*Work to be completed*
Select each line in the items below that contains the word "Query".

*Given records*
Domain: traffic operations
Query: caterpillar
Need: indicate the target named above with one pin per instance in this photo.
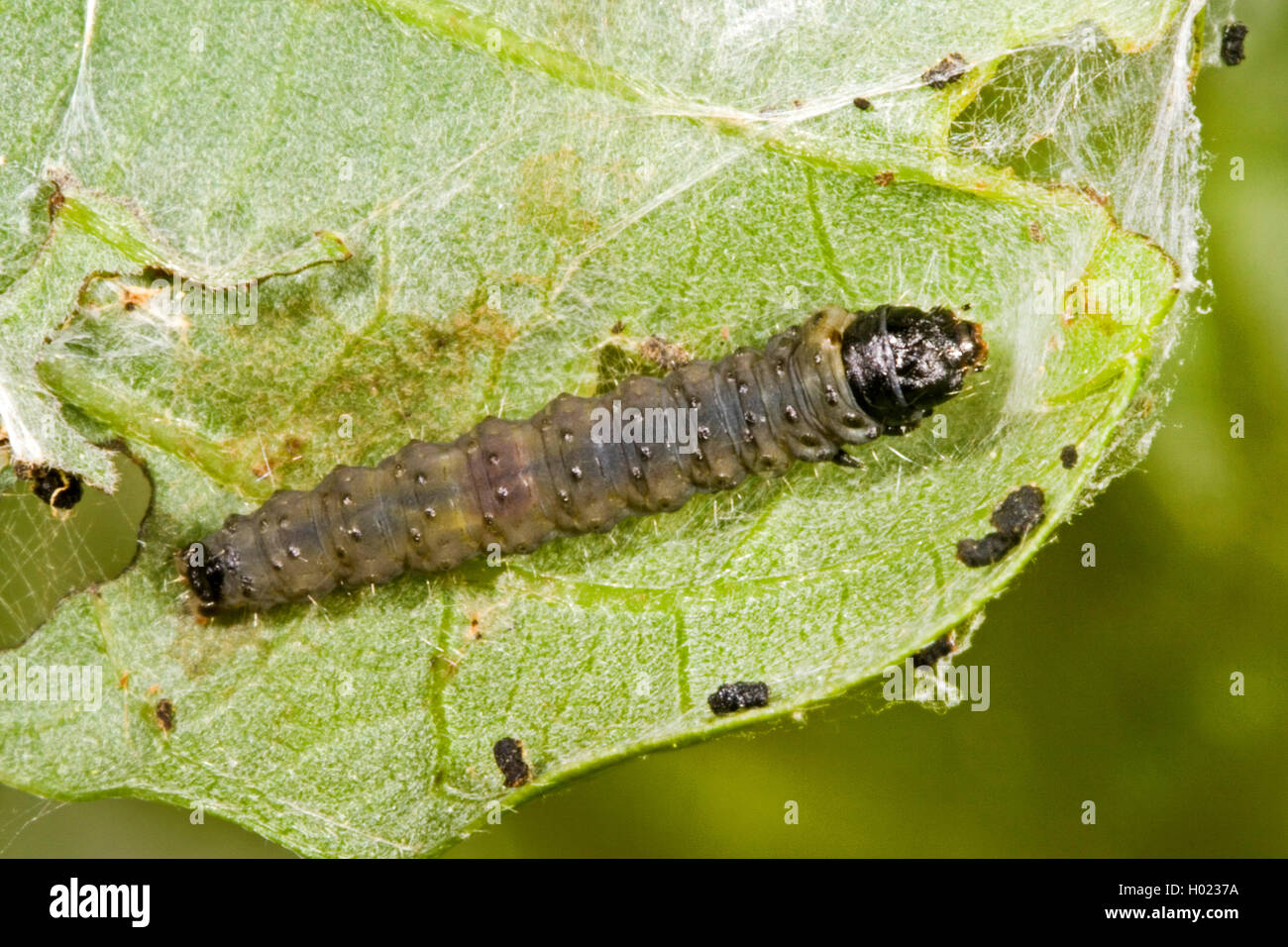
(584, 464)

* * *

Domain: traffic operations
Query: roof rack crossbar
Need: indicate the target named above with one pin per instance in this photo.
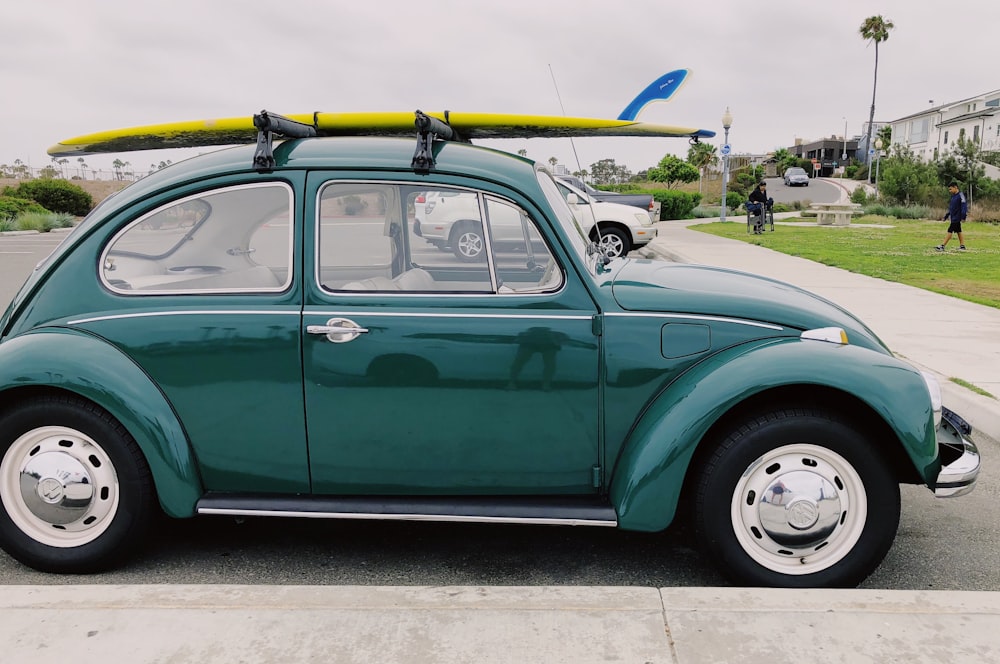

*Full output*
Query: caterpillar
Query: roof rack crossbar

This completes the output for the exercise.